Action item A:
In the obituary passage, in which round of the 1969 draft was Don Gullett picked?
Action item B:
Quote the obituary passage word for word, beginning at "Gullett was a" and stopping after "who encountered him.".

Document passage:
------------------------------------

Don Gullett On February 14th, the Cincinnati Reds confirmed the death of one of its former players, Don Gullett, at the age of 73.

Reds CEO Bob Castellini wrote in a statement shared on X: “Don dedicated 24 years to this franchise as a player, coach, and minor league instructor. An anchor on the pitching staff of one of the greatest baseball teams in history, his contributions to our rich tradition, our city, and his community will never be forgotten.”

Gullett was a rarity—making the major leagues as a 19-year-old only a year after he was picked in the first round of the 1969 draft. Gullet was part of 4 World Series championship teams, 2 with the Reds in 1975 and 1976 and then 2 with the Yankees in 1977 and 1978—although he did miss the Series in ‘78 due to injury.

Despite his short time in the league, however, Gullett left an indelible mark, one that will be remembered by all who encountered him.

Gullett’s former Reds teammate Johnny Bench told the Cincinnati Enquirer: “He could hit and run like the wind and [was] the nicest, nicest person. I don’t think I’ve ever heard a bad word ever said about Don.”

Konstantin Koltsov

Konstantin Koltsov On March 18th, Russian hockey team Salavat Yulaev announced that Konstantin Koltsov, its former player-turned-coach, had died at the age of 42.

------------------------------------

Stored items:
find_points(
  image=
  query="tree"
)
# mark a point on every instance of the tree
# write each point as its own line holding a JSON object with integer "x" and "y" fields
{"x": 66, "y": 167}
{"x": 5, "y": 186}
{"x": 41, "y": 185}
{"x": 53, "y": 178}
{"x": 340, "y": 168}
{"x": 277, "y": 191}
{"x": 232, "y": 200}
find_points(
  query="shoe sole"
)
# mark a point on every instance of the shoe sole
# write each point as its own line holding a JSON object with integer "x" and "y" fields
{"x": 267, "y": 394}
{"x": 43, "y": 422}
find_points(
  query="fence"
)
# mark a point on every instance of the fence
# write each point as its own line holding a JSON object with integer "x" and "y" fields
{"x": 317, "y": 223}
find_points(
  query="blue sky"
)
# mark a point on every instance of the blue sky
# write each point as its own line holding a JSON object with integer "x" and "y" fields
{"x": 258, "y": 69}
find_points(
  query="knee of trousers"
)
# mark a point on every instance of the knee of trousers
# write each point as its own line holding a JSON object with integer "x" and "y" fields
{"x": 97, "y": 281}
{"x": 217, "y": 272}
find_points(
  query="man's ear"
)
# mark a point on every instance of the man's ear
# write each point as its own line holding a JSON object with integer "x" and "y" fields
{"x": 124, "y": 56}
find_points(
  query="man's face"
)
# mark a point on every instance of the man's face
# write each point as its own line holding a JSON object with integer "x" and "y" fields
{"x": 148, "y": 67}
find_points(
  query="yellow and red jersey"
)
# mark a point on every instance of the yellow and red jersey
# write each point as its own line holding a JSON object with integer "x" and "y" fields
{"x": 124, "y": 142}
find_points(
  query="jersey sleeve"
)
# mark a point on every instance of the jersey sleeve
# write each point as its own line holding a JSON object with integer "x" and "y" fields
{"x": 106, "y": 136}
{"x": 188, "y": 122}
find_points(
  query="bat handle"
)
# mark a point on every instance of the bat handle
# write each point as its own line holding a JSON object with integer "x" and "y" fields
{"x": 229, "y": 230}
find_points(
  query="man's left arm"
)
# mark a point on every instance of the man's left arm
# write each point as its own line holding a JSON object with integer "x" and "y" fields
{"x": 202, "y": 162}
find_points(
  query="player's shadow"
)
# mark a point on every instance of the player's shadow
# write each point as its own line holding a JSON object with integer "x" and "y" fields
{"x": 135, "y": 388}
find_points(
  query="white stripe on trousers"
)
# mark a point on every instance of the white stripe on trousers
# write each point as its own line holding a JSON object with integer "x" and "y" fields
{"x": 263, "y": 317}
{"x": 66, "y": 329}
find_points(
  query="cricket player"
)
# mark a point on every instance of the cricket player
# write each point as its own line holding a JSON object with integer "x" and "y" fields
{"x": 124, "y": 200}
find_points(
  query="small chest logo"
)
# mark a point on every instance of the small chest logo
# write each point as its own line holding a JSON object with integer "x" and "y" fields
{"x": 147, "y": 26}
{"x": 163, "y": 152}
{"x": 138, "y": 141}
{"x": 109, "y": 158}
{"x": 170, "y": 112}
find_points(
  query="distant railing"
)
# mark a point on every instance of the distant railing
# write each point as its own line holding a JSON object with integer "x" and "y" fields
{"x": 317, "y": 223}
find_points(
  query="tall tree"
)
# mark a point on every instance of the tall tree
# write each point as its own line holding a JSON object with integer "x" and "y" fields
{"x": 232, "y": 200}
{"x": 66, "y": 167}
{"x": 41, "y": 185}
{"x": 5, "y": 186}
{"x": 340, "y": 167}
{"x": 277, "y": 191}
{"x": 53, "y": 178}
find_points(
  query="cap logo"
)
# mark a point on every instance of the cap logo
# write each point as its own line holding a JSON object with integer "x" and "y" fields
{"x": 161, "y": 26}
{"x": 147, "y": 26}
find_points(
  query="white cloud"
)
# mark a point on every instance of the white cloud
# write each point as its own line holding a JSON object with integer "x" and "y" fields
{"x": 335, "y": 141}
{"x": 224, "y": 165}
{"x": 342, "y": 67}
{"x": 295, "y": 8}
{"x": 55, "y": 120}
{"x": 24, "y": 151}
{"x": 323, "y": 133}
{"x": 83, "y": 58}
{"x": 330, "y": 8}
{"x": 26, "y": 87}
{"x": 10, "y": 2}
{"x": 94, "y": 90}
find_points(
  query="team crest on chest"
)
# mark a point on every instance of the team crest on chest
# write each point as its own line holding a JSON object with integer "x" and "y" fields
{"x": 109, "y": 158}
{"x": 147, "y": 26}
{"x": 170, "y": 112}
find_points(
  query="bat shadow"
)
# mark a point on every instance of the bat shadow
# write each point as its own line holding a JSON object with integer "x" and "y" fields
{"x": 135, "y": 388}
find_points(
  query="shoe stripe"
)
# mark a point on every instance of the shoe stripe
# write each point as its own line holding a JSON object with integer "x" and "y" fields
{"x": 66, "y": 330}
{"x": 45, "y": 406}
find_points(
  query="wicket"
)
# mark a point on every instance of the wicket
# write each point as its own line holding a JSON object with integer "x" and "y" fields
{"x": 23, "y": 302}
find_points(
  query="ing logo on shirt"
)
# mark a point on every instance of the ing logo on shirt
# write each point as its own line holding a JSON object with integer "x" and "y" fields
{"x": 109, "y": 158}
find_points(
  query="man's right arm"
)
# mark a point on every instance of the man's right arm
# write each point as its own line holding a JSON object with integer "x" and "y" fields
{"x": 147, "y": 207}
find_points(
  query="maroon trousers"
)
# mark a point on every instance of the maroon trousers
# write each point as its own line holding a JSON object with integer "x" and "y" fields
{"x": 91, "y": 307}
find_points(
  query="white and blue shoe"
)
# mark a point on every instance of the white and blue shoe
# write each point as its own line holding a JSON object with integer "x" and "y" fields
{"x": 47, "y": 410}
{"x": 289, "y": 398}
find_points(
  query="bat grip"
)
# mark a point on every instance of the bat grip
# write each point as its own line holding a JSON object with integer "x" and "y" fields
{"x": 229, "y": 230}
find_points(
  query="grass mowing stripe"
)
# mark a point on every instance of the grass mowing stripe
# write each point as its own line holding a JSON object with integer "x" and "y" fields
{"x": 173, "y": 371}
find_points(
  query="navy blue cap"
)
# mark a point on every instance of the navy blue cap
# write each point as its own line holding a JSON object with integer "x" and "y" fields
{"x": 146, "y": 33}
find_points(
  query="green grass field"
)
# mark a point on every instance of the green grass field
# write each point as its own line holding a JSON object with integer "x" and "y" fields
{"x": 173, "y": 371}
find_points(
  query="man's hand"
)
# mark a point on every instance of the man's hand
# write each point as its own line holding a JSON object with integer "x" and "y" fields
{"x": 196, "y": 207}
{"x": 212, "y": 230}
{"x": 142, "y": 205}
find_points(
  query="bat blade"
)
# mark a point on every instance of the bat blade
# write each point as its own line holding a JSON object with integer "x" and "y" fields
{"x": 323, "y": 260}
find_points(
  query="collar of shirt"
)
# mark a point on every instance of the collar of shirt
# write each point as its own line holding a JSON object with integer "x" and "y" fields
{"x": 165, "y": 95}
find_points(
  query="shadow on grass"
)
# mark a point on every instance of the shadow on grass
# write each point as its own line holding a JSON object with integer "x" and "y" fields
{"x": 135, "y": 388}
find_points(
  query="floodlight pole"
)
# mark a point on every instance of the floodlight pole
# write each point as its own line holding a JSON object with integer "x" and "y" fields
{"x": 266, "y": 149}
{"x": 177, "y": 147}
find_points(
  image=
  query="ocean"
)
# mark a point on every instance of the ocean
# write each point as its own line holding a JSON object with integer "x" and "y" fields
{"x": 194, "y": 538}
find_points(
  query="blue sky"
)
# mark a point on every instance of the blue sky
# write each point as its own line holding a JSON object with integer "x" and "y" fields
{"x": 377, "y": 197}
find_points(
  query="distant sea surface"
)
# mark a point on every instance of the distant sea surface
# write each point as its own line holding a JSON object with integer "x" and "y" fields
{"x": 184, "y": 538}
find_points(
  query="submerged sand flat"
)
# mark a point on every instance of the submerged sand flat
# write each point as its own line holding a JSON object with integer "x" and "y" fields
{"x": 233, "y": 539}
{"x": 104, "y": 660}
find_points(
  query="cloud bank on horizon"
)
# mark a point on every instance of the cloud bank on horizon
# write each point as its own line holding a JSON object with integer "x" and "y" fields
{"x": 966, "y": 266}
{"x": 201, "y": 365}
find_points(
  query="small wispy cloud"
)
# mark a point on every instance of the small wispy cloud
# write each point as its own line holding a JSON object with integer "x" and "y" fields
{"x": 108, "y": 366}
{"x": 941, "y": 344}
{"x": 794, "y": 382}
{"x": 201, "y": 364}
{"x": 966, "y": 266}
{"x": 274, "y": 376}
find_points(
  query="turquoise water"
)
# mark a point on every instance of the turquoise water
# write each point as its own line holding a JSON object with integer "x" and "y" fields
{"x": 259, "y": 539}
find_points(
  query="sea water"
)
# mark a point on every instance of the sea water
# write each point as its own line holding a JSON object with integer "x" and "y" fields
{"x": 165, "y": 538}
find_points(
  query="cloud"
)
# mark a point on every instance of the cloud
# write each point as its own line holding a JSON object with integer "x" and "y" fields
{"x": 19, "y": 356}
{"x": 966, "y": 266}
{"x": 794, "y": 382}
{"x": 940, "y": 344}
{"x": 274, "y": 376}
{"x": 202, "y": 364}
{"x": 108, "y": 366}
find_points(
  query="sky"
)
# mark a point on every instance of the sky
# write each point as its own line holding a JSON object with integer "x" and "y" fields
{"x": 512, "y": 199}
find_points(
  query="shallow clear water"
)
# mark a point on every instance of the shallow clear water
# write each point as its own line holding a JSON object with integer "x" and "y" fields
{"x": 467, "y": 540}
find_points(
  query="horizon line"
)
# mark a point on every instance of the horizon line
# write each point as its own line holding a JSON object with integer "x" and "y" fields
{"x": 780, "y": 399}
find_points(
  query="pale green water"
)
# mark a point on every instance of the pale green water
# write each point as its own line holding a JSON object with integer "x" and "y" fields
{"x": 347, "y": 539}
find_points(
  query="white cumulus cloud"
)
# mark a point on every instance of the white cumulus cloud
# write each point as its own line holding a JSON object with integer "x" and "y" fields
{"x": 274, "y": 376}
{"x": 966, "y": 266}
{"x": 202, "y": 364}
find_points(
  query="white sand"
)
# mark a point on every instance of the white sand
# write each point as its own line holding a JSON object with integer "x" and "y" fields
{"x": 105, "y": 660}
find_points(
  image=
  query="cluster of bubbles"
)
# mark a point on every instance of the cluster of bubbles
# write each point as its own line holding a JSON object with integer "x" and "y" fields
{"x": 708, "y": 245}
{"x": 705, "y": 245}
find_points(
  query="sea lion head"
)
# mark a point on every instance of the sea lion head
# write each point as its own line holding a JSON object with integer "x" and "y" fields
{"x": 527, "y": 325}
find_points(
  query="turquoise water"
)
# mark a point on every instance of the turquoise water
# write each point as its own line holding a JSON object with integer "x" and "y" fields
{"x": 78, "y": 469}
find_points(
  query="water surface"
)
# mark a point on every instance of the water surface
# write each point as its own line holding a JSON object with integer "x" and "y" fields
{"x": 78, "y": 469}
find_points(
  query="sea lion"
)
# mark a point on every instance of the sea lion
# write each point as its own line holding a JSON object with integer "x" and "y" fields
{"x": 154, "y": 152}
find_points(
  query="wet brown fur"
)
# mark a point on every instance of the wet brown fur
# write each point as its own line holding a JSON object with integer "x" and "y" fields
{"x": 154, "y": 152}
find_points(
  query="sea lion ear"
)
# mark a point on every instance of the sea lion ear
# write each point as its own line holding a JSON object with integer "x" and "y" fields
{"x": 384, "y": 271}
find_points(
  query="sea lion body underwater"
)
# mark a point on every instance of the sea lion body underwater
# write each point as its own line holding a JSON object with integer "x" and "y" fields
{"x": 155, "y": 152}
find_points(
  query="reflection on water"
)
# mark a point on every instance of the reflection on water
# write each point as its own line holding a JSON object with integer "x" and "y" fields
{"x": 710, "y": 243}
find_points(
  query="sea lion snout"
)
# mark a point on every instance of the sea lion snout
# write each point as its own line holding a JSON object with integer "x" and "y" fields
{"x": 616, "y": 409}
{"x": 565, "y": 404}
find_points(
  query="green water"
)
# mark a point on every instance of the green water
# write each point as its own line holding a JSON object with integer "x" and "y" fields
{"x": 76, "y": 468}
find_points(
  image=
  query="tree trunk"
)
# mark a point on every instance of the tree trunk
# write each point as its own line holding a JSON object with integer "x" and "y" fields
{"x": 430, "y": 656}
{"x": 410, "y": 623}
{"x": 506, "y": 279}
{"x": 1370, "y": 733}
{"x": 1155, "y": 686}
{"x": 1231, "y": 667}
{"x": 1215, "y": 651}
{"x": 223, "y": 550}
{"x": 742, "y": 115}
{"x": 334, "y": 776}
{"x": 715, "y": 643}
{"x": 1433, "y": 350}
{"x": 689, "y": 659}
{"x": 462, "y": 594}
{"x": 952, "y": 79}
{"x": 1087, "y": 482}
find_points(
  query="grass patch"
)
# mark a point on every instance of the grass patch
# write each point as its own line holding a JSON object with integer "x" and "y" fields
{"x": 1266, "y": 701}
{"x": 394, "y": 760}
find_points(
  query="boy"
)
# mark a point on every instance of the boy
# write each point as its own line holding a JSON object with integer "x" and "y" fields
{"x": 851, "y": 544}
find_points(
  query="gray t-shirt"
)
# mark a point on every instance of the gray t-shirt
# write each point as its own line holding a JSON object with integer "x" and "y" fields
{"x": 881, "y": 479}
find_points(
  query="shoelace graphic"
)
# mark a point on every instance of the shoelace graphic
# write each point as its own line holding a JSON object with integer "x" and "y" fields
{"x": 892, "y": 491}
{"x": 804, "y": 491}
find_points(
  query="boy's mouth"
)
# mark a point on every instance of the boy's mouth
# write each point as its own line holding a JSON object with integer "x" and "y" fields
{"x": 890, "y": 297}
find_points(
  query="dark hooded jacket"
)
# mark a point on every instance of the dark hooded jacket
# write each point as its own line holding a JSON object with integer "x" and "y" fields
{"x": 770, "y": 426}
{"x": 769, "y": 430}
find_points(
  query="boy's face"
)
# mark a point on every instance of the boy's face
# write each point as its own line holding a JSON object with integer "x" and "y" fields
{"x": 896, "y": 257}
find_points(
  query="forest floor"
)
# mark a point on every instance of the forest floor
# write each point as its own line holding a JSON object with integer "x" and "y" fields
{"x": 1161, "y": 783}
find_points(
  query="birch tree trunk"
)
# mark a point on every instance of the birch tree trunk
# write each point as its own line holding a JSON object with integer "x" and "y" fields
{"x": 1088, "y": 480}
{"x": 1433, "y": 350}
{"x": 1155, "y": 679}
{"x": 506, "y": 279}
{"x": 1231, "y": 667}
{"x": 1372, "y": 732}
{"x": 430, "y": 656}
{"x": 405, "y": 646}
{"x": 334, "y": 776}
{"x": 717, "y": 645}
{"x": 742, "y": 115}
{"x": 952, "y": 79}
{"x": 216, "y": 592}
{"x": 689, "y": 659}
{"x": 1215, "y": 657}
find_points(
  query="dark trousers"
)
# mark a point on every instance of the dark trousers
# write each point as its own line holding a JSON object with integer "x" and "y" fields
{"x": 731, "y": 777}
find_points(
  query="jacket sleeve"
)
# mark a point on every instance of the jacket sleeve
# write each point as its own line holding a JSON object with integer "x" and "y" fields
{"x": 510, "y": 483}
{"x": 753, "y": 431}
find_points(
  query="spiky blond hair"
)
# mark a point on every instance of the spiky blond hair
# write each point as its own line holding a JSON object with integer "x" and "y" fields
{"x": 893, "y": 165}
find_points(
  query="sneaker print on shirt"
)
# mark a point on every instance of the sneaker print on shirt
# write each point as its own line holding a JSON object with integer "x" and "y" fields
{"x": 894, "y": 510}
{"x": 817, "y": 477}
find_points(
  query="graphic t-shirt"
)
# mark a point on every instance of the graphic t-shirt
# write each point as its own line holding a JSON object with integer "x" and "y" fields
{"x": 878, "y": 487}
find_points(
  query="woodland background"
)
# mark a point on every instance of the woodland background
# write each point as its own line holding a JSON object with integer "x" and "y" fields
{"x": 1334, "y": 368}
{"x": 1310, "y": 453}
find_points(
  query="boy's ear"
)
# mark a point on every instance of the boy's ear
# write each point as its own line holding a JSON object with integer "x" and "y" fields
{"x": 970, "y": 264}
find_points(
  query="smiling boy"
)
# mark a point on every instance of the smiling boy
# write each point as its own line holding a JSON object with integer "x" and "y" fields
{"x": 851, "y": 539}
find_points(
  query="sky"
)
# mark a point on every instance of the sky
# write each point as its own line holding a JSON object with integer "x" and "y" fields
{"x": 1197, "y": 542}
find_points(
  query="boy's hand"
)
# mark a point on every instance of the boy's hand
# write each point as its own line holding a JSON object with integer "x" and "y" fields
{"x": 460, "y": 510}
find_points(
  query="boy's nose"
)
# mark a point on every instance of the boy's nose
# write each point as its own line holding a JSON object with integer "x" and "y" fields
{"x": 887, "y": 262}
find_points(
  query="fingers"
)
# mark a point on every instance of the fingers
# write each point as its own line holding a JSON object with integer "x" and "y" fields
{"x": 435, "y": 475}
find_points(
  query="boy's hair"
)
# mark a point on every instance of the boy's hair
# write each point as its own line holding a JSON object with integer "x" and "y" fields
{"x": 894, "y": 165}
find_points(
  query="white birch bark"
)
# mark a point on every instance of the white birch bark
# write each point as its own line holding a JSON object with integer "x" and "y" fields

------------------------------------

Your solution A:
The first round.

Your solution B:
Gullett was a rarity—making the major leagues as a 19-year-old only a year after he was picked in the first round of the 1969 draft. Gullet was part of 4 World Series championship teams, 2 with the Reds in 1975 and 1976 and then 2 with the Yankees in 1977 and 1978—although he did miss the Series in ‘78 due to injury.

Despite his short time in the league, however, Gullett left an indelible mark, one that will be remembered by all who encountered him.